= EXERCISE GOAL =
Rescale the items, starting with the first line and going on through the line that contains "[[154, 377]]", and write out every line again, requests included. Multiply each coordinate in the answers by 1.5 and round to whole numbers, halves up, keeping the sample coordinates in the requests unchanged and leaving the pictures out.

Items excerpted from a collection
════════════════════
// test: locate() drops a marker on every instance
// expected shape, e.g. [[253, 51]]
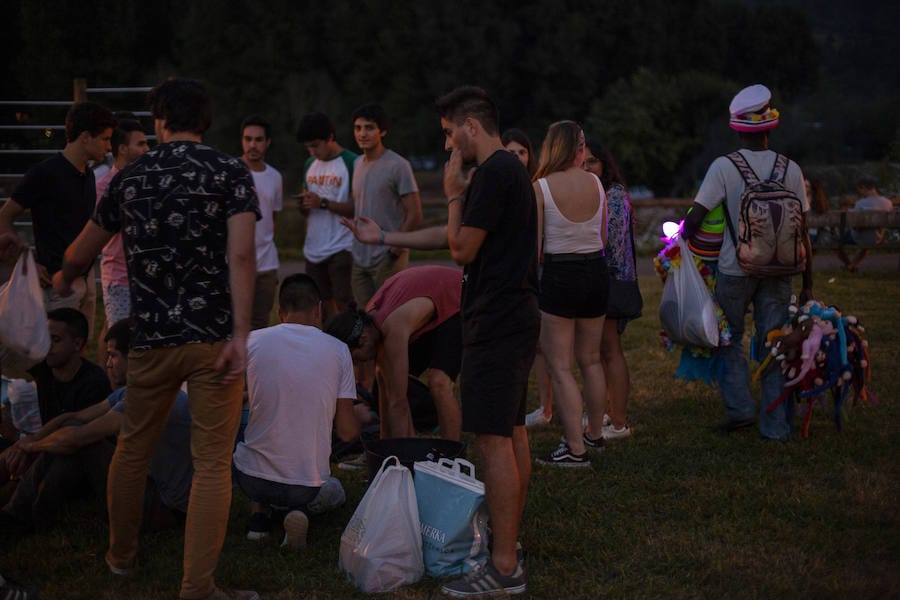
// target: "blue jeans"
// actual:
[[770, 298]]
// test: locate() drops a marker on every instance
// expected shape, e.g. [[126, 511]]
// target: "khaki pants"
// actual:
[[154, 377]]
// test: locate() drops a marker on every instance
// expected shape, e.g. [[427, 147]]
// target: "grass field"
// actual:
[[676, 511]]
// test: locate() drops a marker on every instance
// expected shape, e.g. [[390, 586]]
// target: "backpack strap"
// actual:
[[779, 169], [740, 163]]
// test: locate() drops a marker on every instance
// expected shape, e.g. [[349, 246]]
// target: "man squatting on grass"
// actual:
[[187, 213], [492, 230]]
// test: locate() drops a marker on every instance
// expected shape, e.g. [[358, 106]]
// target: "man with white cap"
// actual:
[[726, 181]]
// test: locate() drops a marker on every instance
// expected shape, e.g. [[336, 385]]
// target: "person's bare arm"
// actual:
[[67, 440], [345, 422], [79, 256], [232, 359]]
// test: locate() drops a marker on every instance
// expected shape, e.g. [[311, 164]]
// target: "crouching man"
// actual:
[[300, 382]]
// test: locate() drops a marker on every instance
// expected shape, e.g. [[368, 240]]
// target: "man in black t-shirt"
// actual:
[[60, 194], [187, 215]]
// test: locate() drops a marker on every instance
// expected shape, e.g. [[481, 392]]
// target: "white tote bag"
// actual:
[[23, 319], [381, 548]]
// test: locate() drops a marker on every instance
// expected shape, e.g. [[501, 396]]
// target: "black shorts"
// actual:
[[574, 286], [494, 382], [440, 348]]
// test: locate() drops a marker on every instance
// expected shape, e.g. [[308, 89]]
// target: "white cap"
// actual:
[[750, 99]]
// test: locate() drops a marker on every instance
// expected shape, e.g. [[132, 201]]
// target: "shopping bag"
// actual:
[[453, 516], [381, 547], [23, 320], [687, 311]]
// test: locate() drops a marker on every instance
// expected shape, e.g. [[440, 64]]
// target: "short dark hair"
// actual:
[[470, 101], [122, 134], [348, 326], [298, 292], [259, 122], [371, 112], [76, 323], [315, 126], [120, 334], [183, 104], [87, 116]]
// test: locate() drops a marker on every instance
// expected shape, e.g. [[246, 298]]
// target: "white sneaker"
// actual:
[[611, 433], [536, 417]]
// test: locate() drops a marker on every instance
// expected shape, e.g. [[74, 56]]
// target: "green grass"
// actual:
[[677, 511]]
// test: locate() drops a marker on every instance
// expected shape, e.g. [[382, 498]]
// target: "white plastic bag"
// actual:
[[453, 515], [23, 319], [687, 311], [381, 548]]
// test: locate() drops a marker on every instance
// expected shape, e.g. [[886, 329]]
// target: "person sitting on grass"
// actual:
[[410, 324], [300, 382], [69, 457]]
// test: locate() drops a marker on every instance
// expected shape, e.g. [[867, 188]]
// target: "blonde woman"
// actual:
[[574, 288]]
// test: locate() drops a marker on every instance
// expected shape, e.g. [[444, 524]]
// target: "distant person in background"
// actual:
[[327, 177], [256, 136], [574, 288], [625, 300], [517, 142], [129, 142], [869, 199], [61, 193], [385, 190]]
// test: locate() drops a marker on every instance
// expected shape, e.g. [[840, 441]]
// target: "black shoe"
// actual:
[[731, 424]]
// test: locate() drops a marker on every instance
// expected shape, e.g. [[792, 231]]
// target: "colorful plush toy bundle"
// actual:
[[818, 350]]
════════════════════
= TASK SOLUTION =
// test: locate() drops a marker on every instance
// expected shape, e.g. [[253, 51]]
// target: "blue jeans"
// actual:
[[1155, 447]]
// test: locate() drops a marker on every instance
// expected shape, e.g. [[126, 511]]
// target: "khaki pants"
// actual:
[[231, 566]]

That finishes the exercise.